BEGIN Data records
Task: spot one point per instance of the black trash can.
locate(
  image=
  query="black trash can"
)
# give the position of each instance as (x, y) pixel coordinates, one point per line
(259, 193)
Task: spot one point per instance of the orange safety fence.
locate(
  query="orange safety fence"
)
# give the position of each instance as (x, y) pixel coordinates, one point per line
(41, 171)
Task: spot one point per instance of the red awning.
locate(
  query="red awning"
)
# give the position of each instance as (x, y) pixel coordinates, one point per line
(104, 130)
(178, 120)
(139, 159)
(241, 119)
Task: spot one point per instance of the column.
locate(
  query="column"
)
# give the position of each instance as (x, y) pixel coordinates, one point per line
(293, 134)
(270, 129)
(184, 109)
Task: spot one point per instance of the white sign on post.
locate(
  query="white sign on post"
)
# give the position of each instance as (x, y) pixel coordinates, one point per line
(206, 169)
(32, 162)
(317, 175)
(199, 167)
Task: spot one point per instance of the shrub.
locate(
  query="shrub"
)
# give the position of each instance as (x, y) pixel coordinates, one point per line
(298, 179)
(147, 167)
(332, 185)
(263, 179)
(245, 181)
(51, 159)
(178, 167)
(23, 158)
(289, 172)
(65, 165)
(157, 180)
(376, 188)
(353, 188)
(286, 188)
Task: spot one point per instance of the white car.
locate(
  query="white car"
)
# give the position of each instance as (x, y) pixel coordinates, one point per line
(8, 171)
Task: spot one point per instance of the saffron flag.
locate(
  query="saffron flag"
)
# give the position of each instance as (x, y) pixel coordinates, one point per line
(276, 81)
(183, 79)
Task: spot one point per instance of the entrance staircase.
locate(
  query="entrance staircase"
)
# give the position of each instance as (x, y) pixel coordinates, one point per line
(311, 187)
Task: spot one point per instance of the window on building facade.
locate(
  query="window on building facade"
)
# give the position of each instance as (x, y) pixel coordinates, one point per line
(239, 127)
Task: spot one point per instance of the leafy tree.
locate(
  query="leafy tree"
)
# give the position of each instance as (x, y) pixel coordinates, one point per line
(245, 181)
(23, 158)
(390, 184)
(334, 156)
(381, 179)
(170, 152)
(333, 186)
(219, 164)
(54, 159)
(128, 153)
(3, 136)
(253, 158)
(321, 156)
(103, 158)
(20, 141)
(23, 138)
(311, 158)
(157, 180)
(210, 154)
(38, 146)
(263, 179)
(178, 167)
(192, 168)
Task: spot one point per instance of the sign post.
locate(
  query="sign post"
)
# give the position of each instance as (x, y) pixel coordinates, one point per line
END Data records
### Assignment
Transcribe the listing in full, line by line.

### Exercise answer
Task: spot one point per instance of the black trash can.
locate(
  image=
  query="black trash can"
)
# give the position of each instance as (x, y) pixel coordinates, one point per line
(259, 193)
Task: spot one point per instance of the orange safety fence.
locate(
  query="orange safety fence"
)
# give the position of each instance as (x, y) pixel coordinates, one point per line
(41, 171)
Task: spot one point per instance of the red awning.
locate(
  query="red awning"
)
# give the position of each instance as (x, y) pixel coordinates, one point per line
(104, 130)
(178, 120)
(139, 159)
(241, 119)
Task: spot one point per instance of the column.
locate(
  query="column"
)
# give the position of each instance as (x, y) pixel coordinates, one point per line
(293, 134)
(270, 129)
(184, 109)
Task: spot one point per instance of the white sign on post.
locate(
  query="white sign on post"
)
# give the position of each instance as (x, y) pixel coordinates, one point per line
(206, 169)
(32, 162)
(317, 175)
(199, 167)
Task: spot one point per instance of the shrub.
locate(
  query="shrub"
)
# give the position of each instance as (x, y) pixel coordinates, one point per line
(298, 179)
(147, 167)
(332, 185)
(263, 179)
(245, 181)
(51, 159)
(178, 167)
(23, 158)
(289, 172)
(65, 165)
(157, 180)
(376, 188)
(353, 188)
(286, 188)
Task: spot one point per instance of the white car.
locate(
  query="white car"
)
# give the position of each instance as (x, y) pixel coordinates, one point per line
(8, 171)
Task: spot one point per instance of the saffron flag.
locate(
  query="saffron flag"
)
# give the position of each instance as (x, y) pixel coordinates, one point per line
(276, 81)
(183, 79)
Task: spot one point per instance of the entrance staircase.
locate(
  query="entrance staircase"
)
# give the position of each instance as (x, y) pixel coordinates, one point per line
(311, 187)
Task: spot one point per instance of the window on building facade.
locate(
  query="window on building facade"
)
# give the position of each instance as (x, y) pixel coordinates, one point per line
(239, 127)
Task: spot one point per instance of the leafy tree.
locate(
  query="leafy tree"
)
# give the position of each instance as (x, y) pixel coordinates, one point per line
(245, 181)
(23, 158)
(390, 184)
(334, 156)
(381, 179)
(170, 152)
(333, 186)
(219, 164)
(54, 159)
(128, 153)
(3, 136)
(253, 158)
(321, 156)
(103, 158)
(20, 141)
(23, 138)
(311, 158)
(157, 180)
(210, 154)
(38, 146)
(263, 179)
(178, 167)
(192, 168)
Task: spot one point per instance of the sign post.
locate(
  query="sign post"
)
# give the position of each instance as (x, y) pixel coordinates, one point per line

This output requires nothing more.